UHW was very self-critical about the results of this experiment. In May 2007, the local’s executive board sent a letter and a member petition to SEIU rejecting the template contract approach favored by the national union. UHW believed the best way to organize was not to hand workers a pre-fab agreement that tied their hands going forward, but through building the union on a strong basis of member mobilization, education, and participation. Essentially you had a situation where a leading SEIU affiliate was organizing a grassroots campaign, within the union, to try to change the direction of its healthcare organizing and bargaining strategy. That was the root of UHW's dissent. It led to SEIU President Andy Stern retaliating in various ways, culminating finally in a trusteeship in late January, 2009,which removed all of UHW’s elected leaders and tried to squelch their constructive criticism and dissent within a two million-member union. Now, the deposed leaders and dissident members of UHW are trying to build a new union, the National Union of Healthcare Workers, in competition with SEIU in California.
LT: The other ugly split happening right now is between UNITE and HERE. What provoked that, and what role is SEIU playing in the conflict?

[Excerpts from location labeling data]
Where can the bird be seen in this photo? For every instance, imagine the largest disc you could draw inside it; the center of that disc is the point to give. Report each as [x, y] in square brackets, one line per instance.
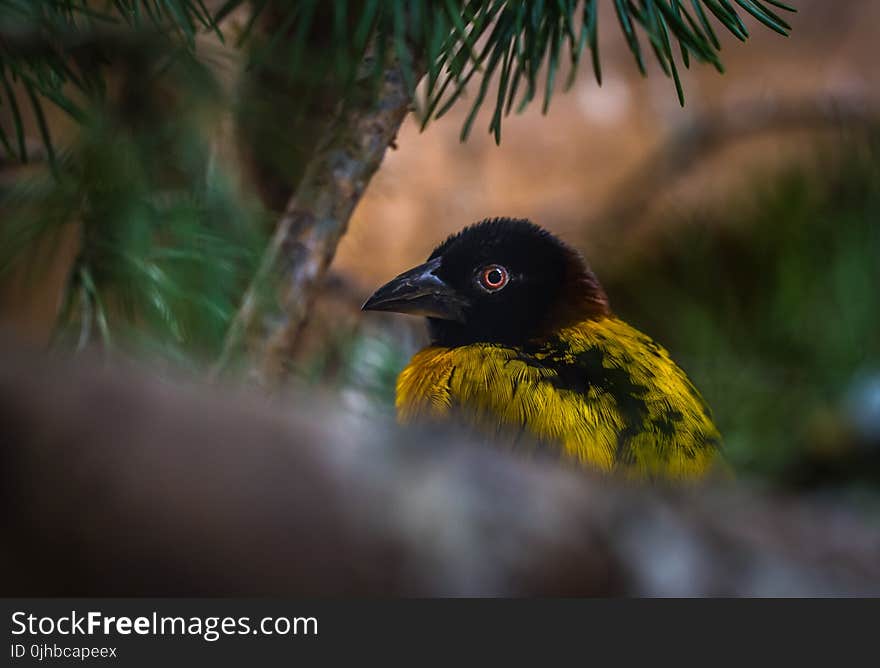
[523, 343]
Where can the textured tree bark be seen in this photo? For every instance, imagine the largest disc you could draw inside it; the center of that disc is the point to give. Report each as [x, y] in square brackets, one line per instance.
[114, 483]
[315, 219]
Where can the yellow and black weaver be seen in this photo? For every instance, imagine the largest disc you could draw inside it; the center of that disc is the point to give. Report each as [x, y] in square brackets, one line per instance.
[522, 339]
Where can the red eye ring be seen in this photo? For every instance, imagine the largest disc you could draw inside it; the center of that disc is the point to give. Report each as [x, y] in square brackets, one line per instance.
[493, 277]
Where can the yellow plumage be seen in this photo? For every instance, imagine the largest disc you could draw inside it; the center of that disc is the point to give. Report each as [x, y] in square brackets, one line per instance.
[603, 392]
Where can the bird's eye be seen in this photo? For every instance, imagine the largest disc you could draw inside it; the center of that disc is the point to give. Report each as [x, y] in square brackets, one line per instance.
[494, 277]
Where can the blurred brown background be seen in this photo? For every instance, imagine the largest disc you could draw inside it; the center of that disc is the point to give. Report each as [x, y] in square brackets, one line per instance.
[565, 169]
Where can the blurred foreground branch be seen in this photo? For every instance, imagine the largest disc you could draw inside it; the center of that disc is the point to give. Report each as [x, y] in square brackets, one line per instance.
[117, 484]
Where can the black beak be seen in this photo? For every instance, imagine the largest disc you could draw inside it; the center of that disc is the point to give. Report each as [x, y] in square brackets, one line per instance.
[419, 292]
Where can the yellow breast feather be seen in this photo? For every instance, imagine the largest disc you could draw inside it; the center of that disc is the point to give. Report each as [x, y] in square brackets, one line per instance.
[607, 394]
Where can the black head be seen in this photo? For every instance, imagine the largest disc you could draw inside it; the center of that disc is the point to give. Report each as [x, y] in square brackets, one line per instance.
[501, 280]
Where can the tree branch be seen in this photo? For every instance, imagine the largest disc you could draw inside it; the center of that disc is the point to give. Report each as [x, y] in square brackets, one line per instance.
[113, 483]
[315, 219]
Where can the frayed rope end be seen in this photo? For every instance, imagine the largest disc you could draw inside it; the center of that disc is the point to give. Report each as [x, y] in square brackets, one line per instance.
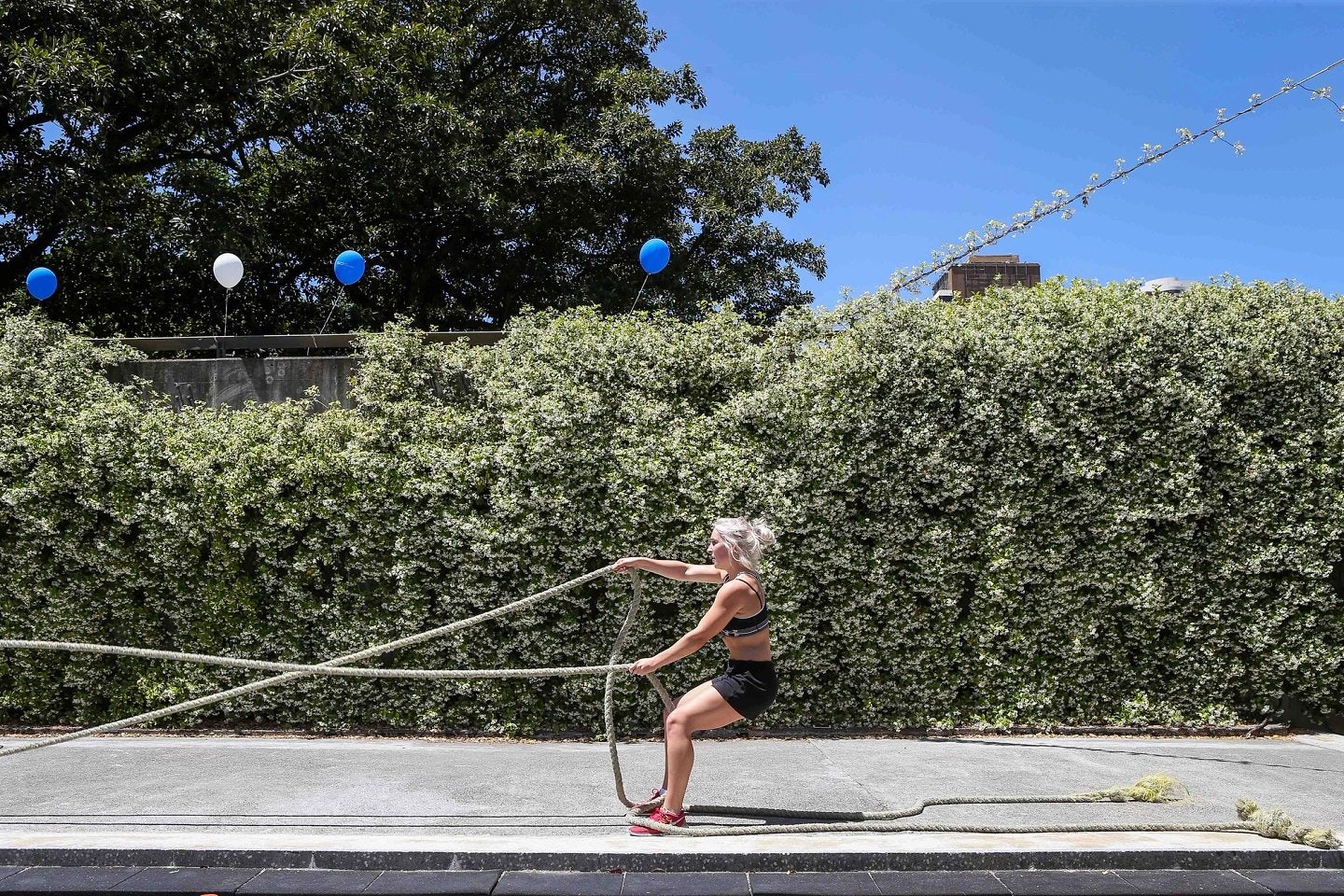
[1277, 825]
[1152, 789]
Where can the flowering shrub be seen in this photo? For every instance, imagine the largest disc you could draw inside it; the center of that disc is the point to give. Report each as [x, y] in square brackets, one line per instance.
[1043, 507]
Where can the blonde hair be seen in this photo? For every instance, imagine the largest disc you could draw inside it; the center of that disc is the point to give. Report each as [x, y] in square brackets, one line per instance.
[745, 539]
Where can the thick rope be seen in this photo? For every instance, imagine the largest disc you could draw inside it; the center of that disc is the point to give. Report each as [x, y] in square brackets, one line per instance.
[293, 676]
[1154, 789]
[357, 672]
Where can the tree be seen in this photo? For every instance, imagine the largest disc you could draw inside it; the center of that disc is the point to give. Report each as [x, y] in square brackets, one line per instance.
[483, 156]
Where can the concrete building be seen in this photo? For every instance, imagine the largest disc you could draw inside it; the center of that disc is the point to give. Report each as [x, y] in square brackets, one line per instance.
[1167, 285]
[981, 272]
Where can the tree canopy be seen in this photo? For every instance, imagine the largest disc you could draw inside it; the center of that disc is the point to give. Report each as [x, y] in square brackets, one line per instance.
[482, 156]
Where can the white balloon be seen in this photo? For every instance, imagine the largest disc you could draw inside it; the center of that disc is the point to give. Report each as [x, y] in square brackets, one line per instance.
[229, 271]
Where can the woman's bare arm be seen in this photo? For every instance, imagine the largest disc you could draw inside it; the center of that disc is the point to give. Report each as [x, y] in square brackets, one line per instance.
[724, 606]
[671, 568]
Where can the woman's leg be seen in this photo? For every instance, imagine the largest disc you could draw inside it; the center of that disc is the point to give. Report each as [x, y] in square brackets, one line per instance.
[666, 711]
[700, 709]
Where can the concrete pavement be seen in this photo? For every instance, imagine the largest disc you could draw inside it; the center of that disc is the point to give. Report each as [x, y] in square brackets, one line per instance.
[402, 804]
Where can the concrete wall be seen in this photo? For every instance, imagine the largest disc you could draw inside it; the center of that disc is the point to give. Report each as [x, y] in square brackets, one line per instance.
[234, 381]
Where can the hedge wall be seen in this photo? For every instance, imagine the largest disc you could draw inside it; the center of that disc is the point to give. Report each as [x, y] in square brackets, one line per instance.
[1060, 505]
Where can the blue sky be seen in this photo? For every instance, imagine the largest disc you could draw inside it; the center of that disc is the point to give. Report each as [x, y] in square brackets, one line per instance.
[937, 119]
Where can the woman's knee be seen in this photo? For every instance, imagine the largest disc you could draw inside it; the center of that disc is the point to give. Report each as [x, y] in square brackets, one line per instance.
[678, 723]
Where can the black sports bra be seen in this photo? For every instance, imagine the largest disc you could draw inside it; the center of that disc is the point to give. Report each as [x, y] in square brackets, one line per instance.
[748, 624]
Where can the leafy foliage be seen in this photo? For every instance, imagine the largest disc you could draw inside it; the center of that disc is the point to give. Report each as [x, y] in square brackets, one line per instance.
[1059, 505]
[482, 156]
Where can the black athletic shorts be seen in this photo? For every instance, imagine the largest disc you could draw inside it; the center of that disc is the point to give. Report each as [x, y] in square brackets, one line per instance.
[749, 685]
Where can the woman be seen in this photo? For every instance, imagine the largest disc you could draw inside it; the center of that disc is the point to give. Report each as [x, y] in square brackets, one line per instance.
[748, 685]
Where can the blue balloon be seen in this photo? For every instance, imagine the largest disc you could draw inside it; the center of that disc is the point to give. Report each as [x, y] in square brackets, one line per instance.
[655, 256]
[350, 266]
[42, 282]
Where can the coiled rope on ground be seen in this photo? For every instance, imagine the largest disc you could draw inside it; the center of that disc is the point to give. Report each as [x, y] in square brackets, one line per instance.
[1271, 823]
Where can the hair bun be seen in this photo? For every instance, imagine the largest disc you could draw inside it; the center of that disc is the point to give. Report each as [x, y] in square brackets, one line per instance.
[765, 535]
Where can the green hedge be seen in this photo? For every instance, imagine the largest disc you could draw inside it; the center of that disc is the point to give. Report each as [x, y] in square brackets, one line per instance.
[1060, 505]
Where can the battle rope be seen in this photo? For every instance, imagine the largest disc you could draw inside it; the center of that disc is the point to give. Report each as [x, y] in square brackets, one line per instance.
[1154, 789]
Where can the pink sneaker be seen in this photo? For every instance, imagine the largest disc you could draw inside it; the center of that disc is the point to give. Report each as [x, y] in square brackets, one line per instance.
[677, 819]
[647, 806]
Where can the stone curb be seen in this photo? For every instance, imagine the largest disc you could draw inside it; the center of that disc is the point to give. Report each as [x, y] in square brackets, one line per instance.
[742, 862]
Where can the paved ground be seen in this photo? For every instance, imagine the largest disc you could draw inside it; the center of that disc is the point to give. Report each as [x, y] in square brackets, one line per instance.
[253, 881]
[372, 804]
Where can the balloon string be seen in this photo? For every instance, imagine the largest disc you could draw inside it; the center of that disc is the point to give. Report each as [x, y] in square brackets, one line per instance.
[640, 293]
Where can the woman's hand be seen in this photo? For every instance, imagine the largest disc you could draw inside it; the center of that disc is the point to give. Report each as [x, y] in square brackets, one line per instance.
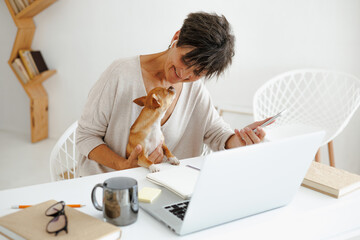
[247, 136]
[156, 156]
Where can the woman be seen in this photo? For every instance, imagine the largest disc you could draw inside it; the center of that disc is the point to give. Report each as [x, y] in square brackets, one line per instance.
[202, 48]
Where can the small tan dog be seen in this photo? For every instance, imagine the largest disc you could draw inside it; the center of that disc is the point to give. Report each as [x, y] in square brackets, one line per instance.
[146, 130]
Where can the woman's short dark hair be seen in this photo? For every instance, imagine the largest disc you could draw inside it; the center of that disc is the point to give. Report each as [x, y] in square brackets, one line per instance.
[212, 38]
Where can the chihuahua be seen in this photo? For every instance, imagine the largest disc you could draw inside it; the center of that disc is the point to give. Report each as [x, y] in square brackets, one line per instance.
[146, 129]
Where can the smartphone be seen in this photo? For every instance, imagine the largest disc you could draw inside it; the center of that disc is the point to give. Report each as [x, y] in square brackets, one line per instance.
[271, 119]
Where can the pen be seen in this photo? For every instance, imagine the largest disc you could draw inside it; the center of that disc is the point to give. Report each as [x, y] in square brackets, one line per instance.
[193, 167]
[26, 206]
[270, 120]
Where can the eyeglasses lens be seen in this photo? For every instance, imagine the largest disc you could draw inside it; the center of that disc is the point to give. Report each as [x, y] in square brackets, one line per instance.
[54, 209]
[57, 224]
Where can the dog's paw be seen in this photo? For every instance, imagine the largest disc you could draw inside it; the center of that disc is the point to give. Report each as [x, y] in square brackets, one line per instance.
[153, 168]
[174, 161]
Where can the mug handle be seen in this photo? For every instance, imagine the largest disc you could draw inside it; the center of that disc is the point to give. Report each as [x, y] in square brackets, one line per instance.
[93, 197]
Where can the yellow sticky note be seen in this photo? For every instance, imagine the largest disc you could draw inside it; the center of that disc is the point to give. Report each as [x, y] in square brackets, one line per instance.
[147, 194]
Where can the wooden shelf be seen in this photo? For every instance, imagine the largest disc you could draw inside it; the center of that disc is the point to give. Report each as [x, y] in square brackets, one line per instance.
[34, 88]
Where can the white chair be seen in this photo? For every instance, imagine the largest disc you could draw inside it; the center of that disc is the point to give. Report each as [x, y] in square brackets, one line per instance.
[317, 98]
[63, 162]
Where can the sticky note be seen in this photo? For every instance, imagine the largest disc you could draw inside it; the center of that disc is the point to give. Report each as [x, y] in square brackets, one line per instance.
[148, 194]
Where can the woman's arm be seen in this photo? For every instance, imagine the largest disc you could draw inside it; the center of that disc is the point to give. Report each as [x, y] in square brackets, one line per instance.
[105, 156]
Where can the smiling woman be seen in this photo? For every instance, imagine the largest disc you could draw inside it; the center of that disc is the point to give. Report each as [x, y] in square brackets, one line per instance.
[202, 48]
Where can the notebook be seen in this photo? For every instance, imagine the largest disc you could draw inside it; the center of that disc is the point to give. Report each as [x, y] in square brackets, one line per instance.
[179, 179]
[30, 223]
[331, 181]
[238, 183]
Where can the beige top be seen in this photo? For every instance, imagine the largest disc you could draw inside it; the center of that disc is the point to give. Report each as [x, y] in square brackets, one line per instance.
[110, 112]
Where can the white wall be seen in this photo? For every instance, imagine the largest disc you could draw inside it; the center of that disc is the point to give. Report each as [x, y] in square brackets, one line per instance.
[80, 38]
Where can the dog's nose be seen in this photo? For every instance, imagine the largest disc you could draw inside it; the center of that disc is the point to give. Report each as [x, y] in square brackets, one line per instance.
[171, 88]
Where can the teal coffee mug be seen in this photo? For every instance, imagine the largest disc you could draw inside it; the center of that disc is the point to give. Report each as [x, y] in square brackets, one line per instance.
[120, 203]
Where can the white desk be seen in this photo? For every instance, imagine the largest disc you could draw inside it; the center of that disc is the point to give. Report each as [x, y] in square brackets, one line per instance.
[310, 215]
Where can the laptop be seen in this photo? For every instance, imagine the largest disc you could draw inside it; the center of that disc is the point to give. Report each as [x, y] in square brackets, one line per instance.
[238, 183]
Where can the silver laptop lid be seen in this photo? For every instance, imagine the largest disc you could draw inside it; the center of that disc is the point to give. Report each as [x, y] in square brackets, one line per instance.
[241, 182]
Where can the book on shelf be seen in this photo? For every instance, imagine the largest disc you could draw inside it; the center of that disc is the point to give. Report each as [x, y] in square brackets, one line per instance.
[32, 62]
[27, 62]
[20, 4]
[39, 61]
[26, 2]
[179, 179]
[20, 70]
[330, 180]
[31, 223]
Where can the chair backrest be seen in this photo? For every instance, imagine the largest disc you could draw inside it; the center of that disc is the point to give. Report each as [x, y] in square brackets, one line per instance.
[63, 162]
[313, 97]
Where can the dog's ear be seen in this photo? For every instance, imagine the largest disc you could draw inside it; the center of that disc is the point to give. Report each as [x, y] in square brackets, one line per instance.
[155, 101]
[140, 101]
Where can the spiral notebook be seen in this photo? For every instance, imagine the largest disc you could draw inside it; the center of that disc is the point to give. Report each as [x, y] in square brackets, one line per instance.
[180, 180]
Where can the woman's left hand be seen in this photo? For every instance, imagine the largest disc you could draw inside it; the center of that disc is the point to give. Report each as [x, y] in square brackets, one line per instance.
[247, 136]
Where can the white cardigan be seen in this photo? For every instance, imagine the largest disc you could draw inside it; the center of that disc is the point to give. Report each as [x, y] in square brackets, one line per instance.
[110, 112]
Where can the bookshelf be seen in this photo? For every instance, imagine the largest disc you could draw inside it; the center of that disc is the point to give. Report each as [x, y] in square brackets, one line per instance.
[34, 88]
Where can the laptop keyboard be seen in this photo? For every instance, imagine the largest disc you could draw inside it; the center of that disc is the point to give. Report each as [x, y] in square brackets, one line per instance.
[178, 209]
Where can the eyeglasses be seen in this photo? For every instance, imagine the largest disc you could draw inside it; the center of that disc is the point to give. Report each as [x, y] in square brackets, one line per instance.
[59, 222]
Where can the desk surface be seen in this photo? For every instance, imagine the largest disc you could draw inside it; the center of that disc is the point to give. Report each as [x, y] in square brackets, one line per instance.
[310, 215]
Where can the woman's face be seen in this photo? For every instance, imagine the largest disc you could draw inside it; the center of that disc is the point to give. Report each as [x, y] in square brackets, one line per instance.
[176, 70]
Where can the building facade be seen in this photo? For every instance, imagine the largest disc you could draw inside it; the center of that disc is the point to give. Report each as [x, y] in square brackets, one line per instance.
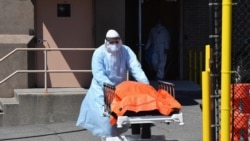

:: Work to complete ::
1. Decide whether each statement agrees with the interview excerpt about UHW and SEIU. Answer yes or no and quote the deciding words. (a) UHW's executive board sent SEIU a letter and a member petition in May 2007. (b) The trusteeship left UHW's elected leaders in office. (c) The deposed leaders and dissident members are building a new union that competes with SEIU in New York.
2. Extend the interview excerpt about UHW and SEIU, starting after its final line.
None of the rows is needed for the work that comes next.

:: Responses ::
1.
(a) Yes: "In May 2007, the local’s executive board sent a letter and a member petition to SEIU"
(b) No: "which removed all of UHW’s elected leaders"
(c) No: "in competition with SEIU in California"

2.
SE: In 2004 the garment workers and the hotel and restaurant workers merged, creating a joint structure with joint presidents—Bruce Raynor from UNITE and John Wilhelm from HERE. When they consummated this marriage, it was projected as a model for unions working together to enhance their effectiveness. The Change to Win coalition, with Raynor in the lead on this issue, argued that the fifty or sixty unions affiliated with the AFL needed to merge, as UNITE and HERE had done, arguing that labor wouldn’t be effective until we only had ten or fifteen mega-unions. Four years later, a dispute developed over the line of presidential succession at UNITE-HERE. As in SEIU, there were also important disagreements related to bargaining and organizing strategy--ie how management friendly the union should become in order to grow via top-down deals that tended to deprive workers of their ability to fight for future contract improvements. Raynor wanted to become the sole president of the merged organization but recognized that the hotel workers side--unhappy with his leadership--was going to outvote him and make Wilhelm the president in the summer of 2009. So, Rainer started dispersing large sums of treasury money to his allies on the UNITE side of the union and encouraged these locals to split away from UNITE-HERE, which they’ve done. Most UNITE locals and joint boards, plus some hotel workers, adding up to about 100,000 of the 400,000 members of the merged organization, left UNITE HERE. They renamed themselves Workers United and affiliated with SEIU last Spring. There is a continuing dispute about which faction will end up in control the Amalgamated Bank, a union-owned bank that came from the garment workers side.
What has made the dispute even messier is that SEIU has announced that it is going to be organizing actively in the traditional jurisdiction of the hotel workers--food service, gaming, and hotels. So, we have a situation where UNITE-HERE, a union affiliated with Change to Win, is, in effect, being raided by a minority faction of its own union, which left and affiliated with another Change to Win founder, SEIU! This replicates on a grander scale some of the worst internal squabbles in the AFL-CIO that the Change to Win unions claimed they wanted to get away from when they formed their rival labor federation just four years ago.
LT: It’s especially disheartening to radical young unionists from our generation that the unions at the center of these faction fights are the same ones that drew many young people to the labor movement in the first place.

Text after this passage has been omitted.